SEGMENTO DEL DOCUMENTO —
#####

L’ antico proverbio, “A San Martino ogni mosto è vino”, ricorda che in questo periodo si aprono le botti per assaggiare il vino che spesso accompagna la degustazione di questi dolci.

Questo dolce-biscotto è per tradizione preparato a Venezia  ma ormai la consuetudine si è estesa in tutto il Veneto dove questi simpatici cavalli vengono esposti in bella mostra nelle vetrine di numerose pasticcerie. E’ un dolce molto apprezzato dai bambini,
Ha la forma caratteristica di San Martino a cavallo con decori di ogni tipo: dalla glassa di zucchero alla copertura ricoperto di cioccolato e guarnito con cioccolatini e caramelle.

#####

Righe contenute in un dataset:
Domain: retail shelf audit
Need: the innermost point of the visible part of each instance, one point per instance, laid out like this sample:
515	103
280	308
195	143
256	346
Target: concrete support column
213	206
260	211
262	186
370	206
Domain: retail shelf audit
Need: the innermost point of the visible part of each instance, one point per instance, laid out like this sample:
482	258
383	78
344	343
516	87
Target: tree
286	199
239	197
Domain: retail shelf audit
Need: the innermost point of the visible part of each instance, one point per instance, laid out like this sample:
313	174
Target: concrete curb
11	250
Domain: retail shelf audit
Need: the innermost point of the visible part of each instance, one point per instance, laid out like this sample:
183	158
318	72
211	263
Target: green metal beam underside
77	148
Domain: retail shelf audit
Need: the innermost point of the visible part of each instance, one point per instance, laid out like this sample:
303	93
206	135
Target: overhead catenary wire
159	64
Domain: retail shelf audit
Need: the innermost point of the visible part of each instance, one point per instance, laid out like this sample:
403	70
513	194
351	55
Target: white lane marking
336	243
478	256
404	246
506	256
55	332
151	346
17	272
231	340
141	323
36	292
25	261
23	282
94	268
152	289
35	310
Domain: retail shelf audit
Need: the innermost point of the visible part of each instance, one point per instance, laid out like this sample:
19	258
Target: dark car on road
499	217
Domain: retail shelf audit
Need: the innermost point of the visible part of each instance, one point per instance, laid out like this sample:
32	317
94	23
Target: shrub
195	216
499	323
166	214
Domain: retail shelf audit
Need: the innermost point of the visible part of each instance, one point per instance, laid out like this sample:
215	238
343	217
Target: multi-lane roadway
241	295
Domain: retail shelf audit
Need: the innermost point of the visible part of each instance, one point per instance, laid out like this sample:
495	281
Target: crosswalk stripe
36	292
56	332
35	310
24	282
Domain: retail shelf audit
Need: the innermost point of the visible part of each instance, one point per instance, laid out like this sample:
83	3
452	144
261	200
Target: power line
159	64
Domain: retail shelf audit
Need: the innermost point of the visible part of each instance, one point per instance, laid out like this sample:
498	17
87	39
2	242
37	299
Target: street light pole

#####

COMPITO RICHIESTO —
Trascrivi per intero il segmento del documento sul dolce di San Martino, senza cambiare nulla.

SOLUZIONE SCRITTA —
L’ antico proverbio, “A San Martino ogni mosto è vino”, ricorda che in questo periodo si aprono le botti per assaggiare il vino che spesso accompagna la degustazione di questi dolci.

Questo dolce-biscotto è per tradizione preparato a Venezia  ma ormai la consuetudine si è estesa in tutto il Veneto dove questi simpatici cavalli vengono esposti in bella mostra nelle vetrine di numerose pasticcerie. E’ un dolce molto apprezzato dai bambini,
Ha la forma caratteristica di San Martino a cavallo con decori di ogni tipo: dalla glassa di zucchero alla copertura ricoperto di cioccolato e guarnito con cioccolatini e caramelle.